Read the data that follows. Then repeat it exactly.

________________

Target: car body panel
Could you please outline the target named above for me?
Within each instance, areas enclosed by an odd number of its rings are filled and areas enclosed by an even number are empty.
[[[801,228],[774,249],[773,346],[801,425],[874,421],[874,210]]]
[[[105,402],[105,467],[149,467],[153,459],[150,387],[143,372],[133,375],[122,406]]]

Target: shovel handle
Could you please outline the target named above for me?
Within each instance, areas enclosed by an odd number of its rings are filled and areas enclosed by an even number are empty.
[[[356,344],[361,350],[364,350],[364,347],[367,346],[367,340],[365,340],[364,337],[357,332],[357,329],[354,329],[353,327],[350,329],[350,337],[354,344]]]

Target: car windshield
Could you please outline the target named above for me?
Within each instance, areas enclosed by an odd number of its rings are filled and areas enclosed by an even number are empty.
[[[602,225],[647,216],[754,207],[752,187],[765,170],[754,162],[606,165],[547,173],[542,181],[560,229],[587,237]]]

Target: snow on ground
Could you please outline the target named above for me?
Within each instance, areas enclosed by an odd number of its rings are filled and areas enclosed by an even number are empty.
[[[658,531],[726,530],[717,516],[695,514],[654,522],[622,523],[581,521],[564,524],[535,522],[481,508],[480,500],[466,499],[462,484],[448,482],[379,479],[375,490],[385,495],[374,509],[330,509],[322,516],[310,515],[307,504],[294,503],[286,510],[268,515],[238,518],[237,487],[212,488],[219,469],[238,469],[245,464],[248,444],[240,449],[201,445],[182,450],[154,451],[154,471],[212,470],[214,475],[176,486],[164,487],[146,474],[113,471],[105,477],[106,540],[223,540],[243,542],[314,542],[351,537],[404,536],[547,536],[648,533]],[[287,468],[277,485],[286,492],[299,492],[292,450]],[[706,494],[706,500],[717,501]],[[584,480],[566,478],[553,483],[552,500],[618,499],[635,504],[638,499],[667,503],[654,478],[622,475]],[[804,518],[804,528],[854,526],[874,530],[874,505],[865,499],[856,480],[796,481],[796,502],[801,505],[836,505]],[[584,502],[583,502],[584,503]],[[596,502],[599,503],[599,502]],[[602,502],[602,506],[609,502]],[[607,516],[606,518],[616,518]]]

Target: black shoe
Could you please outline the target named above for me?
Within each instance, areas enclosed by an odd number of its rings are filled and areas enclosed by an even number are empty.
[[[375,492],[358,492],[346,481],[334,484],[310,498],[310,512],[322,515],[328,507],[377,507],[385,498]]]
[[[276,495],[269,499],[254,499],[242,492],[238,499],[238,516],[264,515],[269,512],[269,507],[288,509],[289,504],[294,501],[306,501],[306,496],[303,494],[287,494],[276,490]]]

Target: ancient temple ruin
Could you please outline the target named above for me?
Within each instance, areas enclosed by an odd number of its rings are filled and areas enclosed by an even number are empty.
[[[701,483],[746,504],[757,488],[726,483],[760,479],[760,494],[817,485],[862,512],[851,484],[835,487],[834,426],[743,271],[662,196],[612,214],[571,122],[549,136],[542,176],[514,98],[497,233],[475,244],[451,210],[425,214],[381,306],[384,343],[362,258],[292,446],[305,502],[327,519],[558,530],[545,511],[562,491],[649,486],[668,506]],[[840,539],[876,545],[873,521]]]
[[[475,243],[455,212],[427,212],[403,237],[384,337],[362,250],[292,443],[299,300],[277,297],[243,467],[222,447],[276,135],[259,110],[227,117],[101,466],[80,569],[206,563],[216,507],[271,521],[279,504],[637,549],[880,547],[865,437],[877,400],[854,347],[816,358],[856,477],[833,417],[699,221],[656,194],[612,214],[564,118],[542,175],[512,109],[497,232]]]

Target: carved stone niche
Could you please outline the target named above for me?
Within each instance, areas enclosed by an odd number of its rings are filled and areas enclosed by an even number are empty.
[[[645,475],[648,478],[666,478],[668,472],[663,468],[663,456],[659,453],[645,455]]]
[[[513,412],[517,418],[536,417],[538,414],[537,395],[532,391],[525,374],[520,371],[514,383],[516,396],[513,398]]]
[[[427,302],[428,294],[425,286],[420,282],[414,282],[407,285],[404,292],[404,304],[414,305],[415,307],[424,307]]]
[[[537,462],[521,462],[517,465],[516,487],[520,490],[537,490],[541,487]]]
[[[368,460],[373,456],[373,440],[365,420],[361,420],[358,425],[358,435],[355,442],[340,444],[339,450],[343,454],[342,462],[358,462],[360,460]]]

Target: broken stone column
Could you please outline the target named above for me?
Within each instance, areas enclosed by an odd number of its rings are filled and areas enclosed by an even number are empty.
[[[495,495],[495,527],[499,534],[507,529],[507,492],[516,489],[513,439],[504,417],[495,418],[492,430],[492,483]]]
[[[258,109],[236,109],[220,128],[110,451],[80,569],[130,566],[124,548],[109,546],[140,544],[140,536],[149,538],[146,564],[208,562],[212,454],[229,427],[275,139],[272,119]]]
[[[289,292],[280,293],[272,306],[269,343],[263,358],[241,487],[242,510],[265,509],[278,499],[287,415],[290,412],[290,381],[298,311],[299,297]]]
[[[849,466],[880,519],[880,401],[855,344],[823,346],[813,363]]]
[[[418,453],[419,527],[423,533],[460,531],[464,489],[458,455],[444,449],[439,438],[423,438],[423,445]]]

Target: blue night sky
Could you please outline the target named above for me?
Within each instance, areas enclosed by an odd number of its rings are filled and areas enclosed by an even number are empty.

________________

▸ Solution to the exercise:
Target: car body panel
Could you please outline the target named above for me?
Within each instance, areas enclosed by an odd number of its rings are filled and areas enclosed by an even number are empty.
[[[801,228],[774,249],[773,346],[801,425],[874,421],[874,210]]]
[[[105,402],[105,467],[149,467],[153,459],[150,387],[143,372],[133,375],[122,406]]]

Target: shovel handle
Could you please outline the target named above for me?
Within each instance, areas enclosed by an odd number of its rings are filled and areas enclosed by an even number are empty.
[[[356,344],[361,350],[364,350],[364,347],[367,346],[367,340],[365,340],[364,337],[357,332],[357,329],[354,329],[353,327],[350,329],[350,337],[354,344]]]

Target: car windshield
Could you please outline the target named above for me?
Within each instance, areas enclosed by an odd number of its rings are filled and areas enclosed by an even number are empty.
[[[602,225],[647,216],[754,207],[752,187],[765,170],[754,162],[606,165],[547,173],[542,181],[560,229],[587,237]]]

Target: snow on ground
Could you please outline the target named above for me?
Within each instance, areas enclosed by an odd number of its rings are filled and areas enclosed by an even number are empty.
[[[658,531],[726,530],[717,516],[695,514],[654,522],[622,523],[581,521],[564,524],[535,522],[481,508],[480,500],[466,499],[462,484],[448,482],[379,479],[375,490],[385,495],[374,509],[330,509],[322,516],[310,515],[307,504],[294,503],[286,510],[268,515],[238,518],[237,487],[212,488],[219,469],[238,469],[245,464],[248,444],[240,449],[201,445],[182,450],[154,451],[154,471],[212,470],[214,475],[176,486],[164,487],[146,474],[113,471],[105,477],[106,540],[223,540],[243,542],[314,542],[351,537],[404,536],[547,536],[648,533]],[[287,468],[277,485],[286,492],[299,492],[292,450]],[[706,494],[706,500],[717,501]],[[584,480],[566,478],[553,483],[552,500],[618,499],[635,504],[638,499],[667,503],[654,478],[622,475]],[[804,518],[804,528],[854,526],[874,530],[874,505],[865,499],[856,480],[796,481],[796,502],[801,505],[836,505]],[[584,502],[583,502],[584,503]],[[596,502],[599,503],[599,502]],[[602,502],[602,506],[609,502]],[[607,516],[606,518],[616,518]]]

Target: black shoe
Could you please outline the target named above for me?
Within each instance, areas enclosed by an odd number of its rings are filled and areas enclosed by an even number are empty.
[[[375,492],[358,492],[346,481],[334,484],[310,498],[310,512],[322,515],[328,507],[377,507],[385,498]]]
[[[276,495],[269,499],[254,499],[242,492],[238,499],[238,516],[264,515],[269,512],[269,507],[288,509],[289,504],[294,501],[306,501],[306,496],[303,494],[287,494],[276,490]]]

Target: ancient temple ruin
Could you please outline the target named above for me?
Within each instance, areas enclosed by an odd number of its rings are filled and areas enclosed by an even number are empty.
[[[701,483],[746,504],[757,488],[726,483],[760,479],[760,494],[817,485],[862,512],[851,484],[835,487],[834,426],[743,271],[662,196],[612,214],[571,122],[549,136],[542,176],[514,98],[497,233],[475,244],[451,210],[425,214],[381,306],[384,343],[362,258],[292,446],[305,502],[327,519],[558,530],[545,511],[562,491],[649,486],[668,506]],[[840,539],[876,545],[873,521]]]
[[[475,243],[455,212],[427,212],[403,237],[384,337],[362,250],[292,443],[299,300],[277,297],[243,467],[222,447],[276,135],[259,110],[227,117],[101,466],[80,569],[206,563],[216,507],[271,521],[279,504],[637,549],[880,547],[865,437],[877,400],[854,347],[816,358],[856,477],[833,417],[699,221],[656,194],[612,214],[564,118],[542,175],[512,109],[497,232]]]

Target: carved stone niche
Could you please outline the target named above for me?
Within each instance, areas enclosed by an odd number of its rings are filled and areas enclosed by an even number are empty.
[[[645,475],[648,478],[666,478],[668,472],[663,468],[663,456],[659,453],[645,455]]]
[[[513,412],[517,418],[536,417],[538,414],[537,395],[532,391],[525,374],[520,371],[514,383],[516,396],[513,398]]]
[[[427,302],[428,294],[425,286],[420,282],[414,282],[407,285],[404,292],[404,304],[414,305],[415,307],[424,307]]]
[[[537,462],[521,462],[517,465],[516,487],[520,490],[537,490],[541,487]]]
[[[368,460],[373,456],[373,440],[365,420],[361,420],[358,425],[358,435],[355,442],[340,444],[339,450],[343,454],[342,462],[358,462],[360,460]]]

Target: broken stone column
Could you please outline the target named above for me?
Within each instance, areas enclosed by an odd number of its rings are filled and areas enclosed by an even number are empty.
[[[495,495],[495,527],[499,534],[507,529],[507,492],[516,489],[513,439],[504,417],[495,418],[492,430],[492,483]]]
[[[258,109],[236,109],[220,128],[110,451],[80,569],[130,566],[124,548],[109,546],[140,544],[140,536],[149,538],[146,564],[208,562],[212,454],[229,427],[275,139],[272,119]]]
[[[289,292],[280,293],[272,306],[269,343],[263,358],[241,487],[242,510],[265,509],[278,499],[287,415],[290,412],[290,381],[298,311],[299,297]]]
[[[849,466],[880,519],[880,401],[855,344],[823,346],[813,363]]]
[[[418,453],[419,527],[423,533],[460,531],[464,489],[458,455],[444,449],[439,438],[423,438],[423,445]]]

Target: blue night sky
Could you please outline the target named above for me?
Within each instance, areas enclosed by an odd number of its rings are filled and areas enclosed by an even number are empty.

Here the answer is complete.